WHAT YOU NEED TO DO:
Select every line of the records below that contains the word "after", and reproduce each such line in full.

DATA EXCERPTS:
───
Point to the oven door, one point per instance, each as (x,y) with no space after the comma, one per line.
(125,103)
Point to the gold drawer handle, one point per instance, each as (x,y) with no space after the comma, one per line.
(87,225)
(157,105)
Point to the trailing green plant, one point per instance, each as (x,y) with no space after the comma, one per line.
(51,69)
───
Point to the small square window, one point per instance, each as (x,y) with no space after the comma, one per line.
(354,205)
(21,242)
───
RESPONSE FOR THIS EXERCISE:
Point to the oven door, one point per instance, each as (x,y) with no space after the comma, one per line.
Point to the gold drawer handle, one point per instance, each as (x,y) with no space after the comma, one per line.
Point to the trailing green plant, one point per instance, each as (x,y) with no space after the comma, one per line.
Point to the small square window, one point per instance, each as (x,y) with no space after the comma, one per line.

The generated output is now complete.